» PROBLEM:
Quote exactly the lines running from the line with "the man's bare" to the end of the entries, including both, and nothing else.

» RECORD EXTRACTS:
────
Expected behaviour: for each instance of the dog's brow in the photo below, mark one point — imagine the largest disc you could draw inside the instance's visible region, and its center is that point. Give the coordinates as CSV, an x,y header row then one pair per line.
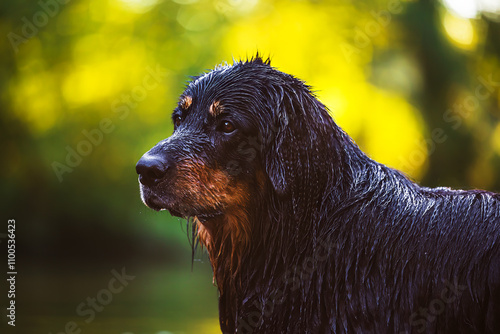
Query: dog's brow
x,y
186,102
215,108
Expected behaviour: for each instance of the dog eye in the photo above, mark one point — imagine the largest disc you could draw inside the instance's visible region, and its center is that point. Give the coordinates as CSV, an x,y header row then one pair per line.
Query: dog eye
x,y
177,121
226,127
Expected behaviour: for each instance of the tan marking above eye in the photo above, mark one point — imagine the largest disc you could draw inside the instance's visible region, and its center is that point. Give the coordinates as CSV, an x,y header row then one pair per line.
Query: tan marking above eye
x,y
186,102
215,108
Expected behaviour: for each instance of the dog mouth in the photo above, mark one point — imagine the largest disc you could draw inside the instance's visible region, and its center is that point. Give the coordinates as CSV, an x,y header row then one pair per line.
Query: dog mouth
x,y
162,203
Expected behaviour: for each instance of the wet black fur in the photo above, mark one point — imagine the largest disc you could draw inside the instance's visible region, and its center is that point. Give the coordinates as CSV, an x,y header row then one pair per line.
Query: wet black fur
x,y
339,242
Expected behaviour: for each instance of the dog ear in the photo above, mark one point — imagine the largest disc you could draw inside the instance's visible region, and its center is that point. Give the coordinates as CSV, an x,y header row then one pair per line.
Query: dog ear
x,y
288,145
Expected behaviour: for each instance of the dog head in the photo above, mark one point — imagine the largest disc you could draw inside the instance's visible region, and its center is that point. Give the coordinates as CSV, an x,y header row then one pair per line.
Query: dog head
x,y
237,129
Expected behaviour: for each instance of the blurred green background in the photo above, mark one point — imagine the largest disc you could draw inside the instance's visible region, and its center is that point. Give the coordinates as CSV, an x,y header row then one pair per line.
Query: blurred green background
x,y
87,86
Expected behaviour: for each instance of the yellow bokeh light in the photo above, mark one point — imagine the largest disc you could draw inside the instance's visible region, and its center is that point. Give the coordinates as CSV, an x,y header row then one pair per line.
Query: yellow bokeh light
x,y
460,31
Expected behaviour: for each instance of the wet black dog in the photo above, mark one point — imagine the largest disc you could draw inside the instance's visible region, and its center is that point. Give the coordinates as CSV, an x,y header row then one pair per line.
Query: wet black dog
x,y
305,233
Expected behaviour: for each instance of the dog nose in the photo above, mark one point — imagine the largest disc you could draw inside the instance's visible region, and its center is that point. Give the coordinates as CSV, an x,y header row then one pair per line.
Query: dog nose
x,y
151,169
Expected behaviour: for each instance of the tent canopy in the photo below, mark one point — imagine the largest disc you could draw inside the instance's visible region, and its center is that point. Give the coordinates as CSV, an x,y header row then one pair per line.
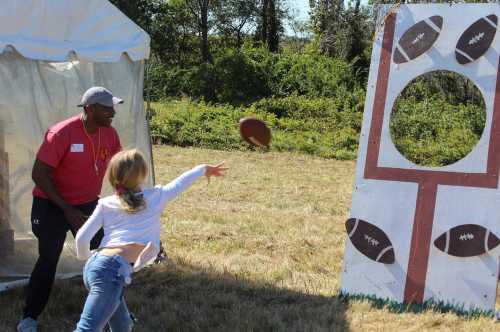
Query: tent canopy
x,y
57,30
51,51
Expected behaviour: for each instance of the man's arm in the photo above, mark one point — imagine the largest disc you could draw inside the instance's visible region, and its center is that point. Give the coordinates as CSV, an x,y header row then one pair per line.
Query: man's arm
x,y
42,176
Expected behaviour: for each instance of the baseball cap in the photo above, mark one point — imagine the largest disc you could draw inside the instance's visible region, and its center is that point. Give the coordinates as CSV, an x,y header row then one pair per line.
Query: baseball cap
x,y
99,95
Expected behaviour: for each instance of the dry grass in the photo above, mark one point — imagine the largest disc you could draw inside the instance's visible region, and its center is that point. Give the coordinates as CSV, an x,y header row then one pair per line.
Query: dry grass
x,y
260,250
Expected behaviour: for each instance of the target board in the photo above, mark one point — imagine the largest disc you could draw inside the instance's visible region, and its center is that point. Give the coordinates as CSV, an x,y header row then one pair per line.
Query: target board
x,y
419,233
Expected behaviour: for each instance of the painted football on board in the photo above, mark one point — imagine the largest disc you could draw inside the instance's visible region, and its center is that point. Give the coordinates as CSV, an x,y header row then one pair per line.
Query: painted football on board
x,y
476,40
467,240
370,240
418,39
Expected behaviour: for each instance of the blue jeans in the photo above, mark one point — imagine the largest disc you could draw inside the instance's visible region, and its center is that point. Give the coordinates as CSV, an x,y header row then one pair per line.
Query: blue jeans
x,y
105,277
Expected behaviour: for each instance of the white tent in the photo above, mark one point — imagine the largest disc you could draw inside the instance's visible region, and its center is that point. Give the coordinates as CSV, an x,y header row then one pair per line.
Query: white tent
x,y
51,51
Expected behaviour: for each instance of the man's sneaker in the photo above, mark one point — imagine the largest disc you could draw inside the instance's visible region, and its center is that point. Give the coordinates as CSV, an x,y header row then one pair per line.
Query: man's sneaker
x,y
27,325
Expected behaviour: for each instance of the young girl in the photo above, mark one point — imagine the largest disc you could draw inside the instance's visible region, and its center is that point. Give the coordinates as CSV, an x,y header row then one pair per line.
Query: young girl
x,y
131,222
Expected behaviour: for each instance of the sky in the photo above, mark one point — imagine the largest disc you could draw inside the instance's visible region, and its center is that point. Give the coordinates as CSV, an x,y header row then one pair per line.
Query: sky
x,y
302,7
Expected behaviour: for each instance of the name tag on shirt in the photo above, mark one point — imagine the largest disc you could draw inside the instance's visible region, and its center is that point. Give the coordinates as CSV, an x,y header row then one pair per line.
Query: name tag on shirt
x,y
76,148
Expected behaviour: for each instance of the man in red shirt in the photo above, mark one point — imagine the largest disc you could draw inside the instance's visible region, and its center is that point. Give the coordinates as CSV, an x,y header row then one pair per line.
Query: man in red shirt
x,y
68,174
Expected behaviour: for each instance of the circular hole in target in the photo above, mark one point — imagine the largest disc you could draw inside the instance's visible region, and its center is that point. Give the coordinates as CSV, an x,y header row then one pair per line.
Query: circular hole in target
x,y
438,119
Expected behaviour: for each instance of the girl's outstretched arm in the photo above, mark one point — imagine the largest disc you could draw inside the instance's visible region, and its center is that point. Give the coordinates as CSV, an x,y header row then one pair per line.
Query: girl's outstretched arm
x,y
87,232
184,181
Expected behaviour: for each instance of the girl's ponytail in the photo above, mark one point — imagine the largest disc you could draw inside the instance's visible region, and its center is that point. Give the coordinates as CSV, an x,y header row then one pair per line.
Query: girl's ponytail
x,y
126,172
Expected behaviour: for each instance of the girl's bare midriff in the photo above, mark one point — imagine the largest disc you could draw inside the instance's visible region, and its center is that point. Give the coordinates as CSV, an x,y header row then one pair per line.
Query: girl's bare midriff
x,y
129,251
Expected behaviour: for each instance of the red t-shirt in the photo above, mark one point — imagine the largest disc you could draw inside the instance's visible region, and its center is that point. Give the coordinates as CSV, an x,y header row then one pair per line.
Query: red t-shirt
x,y
69,150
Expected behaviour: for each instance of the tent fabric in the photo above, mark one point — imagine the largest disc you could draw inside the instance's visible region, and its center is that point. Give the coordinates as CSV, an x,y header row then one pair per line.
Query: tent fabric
x,y
33,96
51,52
61,30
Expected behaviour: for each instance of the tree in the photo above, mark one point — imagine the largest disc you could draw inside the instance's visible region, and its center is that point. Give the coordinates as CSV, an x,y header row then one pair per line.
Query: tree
x,y
270,23
234,16
200,10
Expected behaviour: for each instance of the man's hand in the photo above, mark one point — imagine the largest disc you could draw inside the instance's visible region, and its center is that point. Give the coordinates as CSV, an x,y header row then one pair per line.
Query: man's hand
x,y
215,170
74,217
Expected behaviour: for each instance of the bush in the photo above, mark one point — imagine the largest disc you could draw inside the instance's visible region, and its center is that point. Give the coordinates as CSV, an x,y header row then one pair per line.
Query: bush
x,y
246,76
433,132
314,126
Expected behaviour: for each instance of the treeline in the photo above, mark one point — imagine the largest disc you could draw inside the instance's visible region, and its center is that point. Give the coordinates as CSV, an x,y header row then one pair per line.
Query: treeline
x,y
215,61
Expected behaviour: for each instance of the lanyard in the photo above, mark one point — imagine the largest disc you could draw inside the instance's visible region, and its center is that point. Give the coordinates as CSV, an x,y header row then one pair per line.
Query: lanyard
x,y
94,153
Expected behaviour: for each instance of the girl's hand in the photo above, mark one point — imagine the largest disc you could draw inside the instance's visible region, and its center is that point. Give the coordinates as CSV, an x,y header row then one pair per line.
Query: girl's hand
x,y
216,170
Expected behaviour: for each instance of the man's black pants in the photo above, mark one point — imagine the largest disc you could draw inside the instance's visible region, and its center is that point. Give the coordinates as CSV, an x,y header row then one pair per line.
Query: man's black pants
x,y
50,227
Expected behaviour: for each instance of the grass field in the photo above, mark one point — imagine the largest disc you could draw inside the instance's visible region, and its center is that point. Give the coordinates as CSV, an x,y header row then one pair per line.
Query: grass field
x,y
260,250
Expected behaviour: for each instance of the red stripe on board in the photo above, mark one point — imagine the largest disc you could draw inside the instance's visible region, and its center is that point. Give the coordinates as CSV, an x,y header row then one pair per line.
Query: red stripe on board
x,y
494,148
380,96
420,243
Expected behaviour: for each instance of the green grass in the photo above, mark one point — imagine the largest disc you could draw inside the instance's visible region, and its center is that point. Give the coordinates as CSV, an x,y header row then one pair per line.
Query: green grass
x,y
260,250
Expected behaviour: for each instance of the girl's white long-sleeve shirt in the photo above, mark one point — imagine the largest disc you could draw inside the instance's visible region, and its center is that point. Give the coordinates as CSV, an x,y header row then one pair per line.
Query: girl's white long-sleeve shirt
x,y
143,227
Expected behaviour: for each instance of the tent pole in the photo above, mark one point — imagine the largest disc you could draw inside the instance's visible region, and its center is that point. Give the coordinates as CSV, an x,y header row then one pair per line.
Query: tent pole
x,y
6,233
148,113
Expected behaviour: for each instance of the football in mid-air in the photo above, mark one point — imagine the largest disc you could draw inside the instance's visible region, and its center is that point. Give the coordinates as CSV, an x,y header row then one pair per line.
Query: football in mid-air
x,y
467,240
418,39
255,131
476,40
370,240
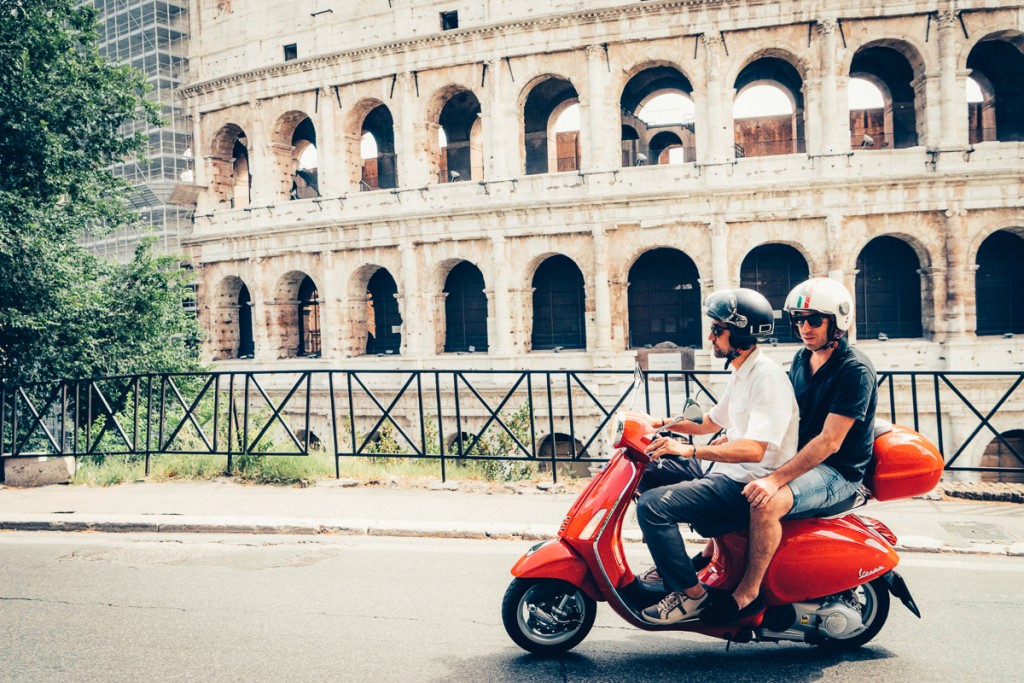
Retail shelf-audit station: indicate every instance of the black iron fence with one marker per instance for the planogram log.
(552, 418)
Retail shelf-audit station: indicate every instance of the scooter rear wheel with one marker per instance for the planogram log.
(547, 615)
(873, 604)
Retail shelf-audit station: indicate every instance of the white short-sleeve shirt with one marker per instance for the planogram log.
(758, 404)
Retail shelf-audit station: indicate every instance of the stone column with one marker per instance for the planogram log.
(955, 314)
(501, 341)
(502, 127)
(719, 253)
(599, 115)
(718, 147)
(834, 121)
(952, 98)
(411, 136)
(602, 300)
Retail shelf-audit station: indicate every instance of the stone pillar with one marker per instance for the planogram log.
(598, 115)
(411, 141)
(718, 147)
(833, 127)
(952, 98)
(501, 341)
(502, 125)
(602, 300)
(719, 253)
(416, 321)
(955, 313)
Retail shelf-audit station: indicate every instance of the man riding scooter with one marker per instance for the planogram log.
(761, 417)
(836, 388)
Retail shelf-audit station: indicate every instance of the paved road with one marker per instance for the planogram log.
(98, 607)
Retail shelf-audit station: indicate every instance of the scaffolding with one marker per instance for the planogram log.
(153, 37)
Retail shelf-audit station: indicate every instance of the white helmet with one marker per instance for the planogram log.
(823, 295)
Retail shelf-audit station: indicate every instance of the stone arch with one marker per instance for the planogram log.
(380, 171)
(466, 306)
(773, 269)
(769, 135)
(644, 84)
(1006, 451)
(231, 336)
(664, 299)
(998, 57)
(889, 293)
(456, 110)
(375, 316)
(897, 68)
(539, 102)
(999, 284)
(295, 316)
(559, 305)
(292, 133)
(230, 169)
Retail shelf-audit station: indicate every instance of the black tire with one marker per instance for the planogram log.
(528, 611)
(873, 599)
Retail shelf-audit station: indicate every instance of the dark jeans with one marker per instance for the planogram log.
(713, 506)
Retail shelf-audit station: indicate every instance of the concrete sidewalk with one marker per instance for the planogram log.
(222, 506)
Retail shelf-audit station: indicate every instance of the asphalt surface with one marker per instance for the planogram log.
(948, 525)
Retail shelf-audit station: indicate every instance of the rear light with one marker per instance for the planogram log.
(592, 525)
(880, 528)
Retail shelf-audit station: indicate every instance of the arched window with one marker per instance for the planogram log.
(999, 285)
(1008, 453)
(247, 346)
(774, 270)
(888, 290)
(664, 299)
(304, 180)
(895, 124)
(549, 98)
(997, 62)
(309, 339)
(768, 112)
(461, 157)
(383, 319)
(657, 118)
(380, 164)
(465, 310)
(558, 305)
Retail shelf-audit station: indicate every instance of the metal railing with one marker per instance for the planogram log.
(446, 416)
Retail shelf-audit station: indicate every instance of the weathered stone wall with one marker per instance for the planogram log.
(942, 196)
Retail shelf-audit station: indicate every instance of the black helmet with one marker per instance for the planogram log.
(748, 313)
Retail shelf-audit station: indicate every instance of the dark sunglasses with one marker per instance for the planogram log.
(814, 319)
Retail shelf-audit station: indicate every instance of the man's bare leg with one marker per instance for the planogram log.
(766, 534)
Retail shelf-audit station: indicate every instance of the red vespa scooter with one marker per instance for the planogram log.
(828, 584)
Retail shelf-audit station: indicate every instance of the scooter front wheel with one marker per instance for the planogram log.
(547, 615)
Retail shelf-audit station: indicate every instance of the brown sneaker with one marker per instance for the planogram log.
(674, 608)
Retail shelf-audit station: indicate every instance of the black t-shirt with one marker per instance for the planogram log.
(845, 385)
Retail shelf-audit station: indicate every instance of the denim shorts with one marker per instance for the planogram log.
(818, 488)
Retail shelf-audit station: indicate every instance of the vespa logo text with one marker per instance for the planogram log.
(862, 573)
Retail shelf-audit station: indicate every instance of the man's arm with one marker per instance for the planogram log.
────
» WRITTEN REPLY:
Retail shelf-audit station: indicate every instance of the man's bare leg with one marker per instance for the planogram log.
(766, 534)
Retail shelf-audit station: indicate every instance of the red vespa scooter with one marker per instance for the planogram log.
(828, 584)
Retail shelf-audit station: indicate every instance of the scooter front wheel with one marker per instance for the planogram log.
(547, 615)
Retail shelf-audit station: indicate every instance of the brown sneaker with one marker per instance for the planogram log.
(674, 608)
Retail shelf-audit station: indicate every instance of the black t-shirt with one marker per instance for the planogram log.
(845, 385)
Retail shelf-audit station: indicate every instance of the denim shorts with one marker per instance for the planogram log.
(818, 488)
Retail shelf-audit station: indicate every instance of the vespa logo text with one marker per instance for the planogram log.
(862, 573)
Retail shelf-audit station: indicate every instance of the man's arm with one marker per instance for the planogram log.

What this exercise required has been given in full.